## [TO BE DONE]
Copy word for word the lines below, from the line that contains "the eye, the" up to and including the final line.

## [RECORDS FOR PROCESSING]
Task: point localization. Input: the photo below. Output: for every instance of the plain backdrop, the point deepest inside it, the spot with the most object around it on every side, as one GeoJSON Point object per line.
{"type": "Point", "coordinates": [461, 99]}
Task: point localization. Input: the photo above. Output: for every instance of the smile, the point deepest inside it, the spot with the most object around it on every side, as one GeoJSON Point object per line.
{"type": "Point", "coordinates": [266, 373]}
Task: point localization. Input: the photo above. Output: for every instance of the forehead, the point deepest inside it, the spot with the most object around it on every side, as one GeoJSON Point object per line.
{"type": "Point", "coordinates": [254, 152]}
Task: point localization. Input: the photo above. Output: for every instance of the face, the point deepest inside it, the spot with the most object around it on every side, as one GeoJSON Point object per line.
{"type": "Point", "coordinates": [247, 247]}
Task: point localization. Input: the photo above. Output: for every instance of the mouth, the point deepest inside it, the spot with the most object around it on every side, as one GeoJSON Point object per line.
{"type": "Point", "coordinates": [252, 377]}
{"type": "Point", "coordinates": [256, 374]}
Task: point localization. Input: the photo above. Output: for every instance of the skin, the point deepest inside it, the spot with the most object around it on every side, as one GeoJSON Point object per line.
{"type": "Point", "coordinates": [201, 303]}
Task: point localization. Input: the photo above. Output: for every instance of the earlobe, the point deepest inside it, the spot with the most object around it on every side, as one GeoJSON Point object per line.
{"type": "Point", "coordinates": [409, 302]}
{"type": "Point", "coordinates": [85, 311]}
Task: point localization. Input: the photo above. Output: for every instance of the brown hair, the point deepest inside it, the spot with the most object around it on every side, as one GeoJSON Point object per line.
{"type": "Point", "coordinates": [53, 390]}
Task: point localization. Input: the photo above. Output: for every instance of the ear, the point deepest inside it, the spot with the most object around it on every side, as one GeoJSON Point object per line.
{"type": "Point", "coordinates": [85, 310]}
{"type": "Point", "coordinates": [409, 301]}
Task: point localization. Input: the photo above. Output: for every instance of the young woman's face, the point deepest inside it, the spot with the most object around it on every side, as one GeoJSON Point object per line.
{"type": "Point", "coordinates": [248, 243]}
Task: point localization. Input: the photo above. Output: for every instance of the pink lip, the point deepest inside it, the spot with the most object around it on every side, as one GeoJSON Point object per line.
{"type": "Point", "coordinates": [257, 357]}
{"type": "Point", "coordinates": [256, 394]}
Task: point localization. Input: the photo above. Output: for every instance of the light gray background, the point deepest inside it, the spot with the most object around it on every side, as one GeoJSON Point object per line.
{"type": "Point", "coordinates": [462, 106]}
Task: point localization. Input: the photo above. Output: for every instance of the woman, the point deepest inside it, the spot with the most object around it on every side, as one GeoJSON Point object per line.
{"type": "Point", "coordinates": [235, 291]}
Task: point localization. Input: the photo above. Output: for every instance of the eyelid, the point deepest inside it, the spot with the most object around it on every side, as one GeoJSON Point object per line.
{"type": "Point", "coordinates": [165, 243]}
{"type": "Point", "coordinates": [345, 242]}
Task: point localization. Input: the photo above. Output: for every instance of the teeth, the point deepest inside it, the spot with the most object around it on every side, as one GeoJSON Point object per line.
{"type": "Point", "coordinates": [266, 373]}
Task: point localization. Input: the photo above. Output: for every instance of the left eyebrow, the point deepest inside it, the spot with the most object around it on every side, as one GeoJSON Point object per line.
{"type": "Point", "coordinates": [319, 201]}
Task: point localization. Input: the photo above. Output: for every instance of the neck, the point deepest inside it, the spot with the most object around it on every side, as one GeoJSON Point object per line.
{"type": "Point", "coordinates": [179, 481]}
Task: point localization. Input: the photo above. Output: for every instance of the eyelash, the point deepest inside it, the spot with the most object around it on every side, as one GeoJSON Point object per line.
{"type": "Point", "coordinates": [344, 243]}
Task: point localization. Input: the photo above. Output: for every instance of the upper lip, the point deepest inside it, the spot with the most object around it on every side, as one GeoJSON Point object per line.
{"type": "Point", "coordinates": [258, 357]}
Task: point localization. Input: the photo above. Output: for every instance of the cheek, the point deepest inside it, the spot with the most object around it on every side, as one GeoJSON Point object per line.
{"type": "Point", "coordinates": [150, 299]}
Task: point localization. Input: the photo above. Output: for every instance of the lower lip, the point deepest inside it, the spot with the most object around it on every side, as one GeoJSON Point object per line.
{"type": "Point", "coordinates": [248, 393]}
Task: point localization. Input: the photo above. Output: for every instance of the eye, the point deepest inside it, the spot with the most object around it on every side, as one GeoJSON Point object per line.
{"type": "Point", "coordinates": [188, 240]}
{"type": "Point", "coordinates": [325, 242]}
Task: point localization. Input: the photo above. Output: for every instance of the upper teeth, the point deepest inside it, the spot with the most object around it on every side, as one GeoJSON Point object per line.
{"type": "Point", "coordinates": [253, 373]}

## [COMPLETE ANSWER]
Task: point localization. Input: the photo above. Output: for every instance of the eye, the point deepest inside it, the spot with the most object around it on every side, as one GeoJSON Point object per line.
{"type": "Point", "coordinates": [188, 240]}
{"type": "Point", "coordinates": [325, 242]}
Task: point localization. Input: the photo above. Output: for every instance of the upper teeth, the point deepest inside it, the spot with the most object around it on every side, as one GeoJSON Point object per line.
{"type": "Point", "coordinates": [253, 373]}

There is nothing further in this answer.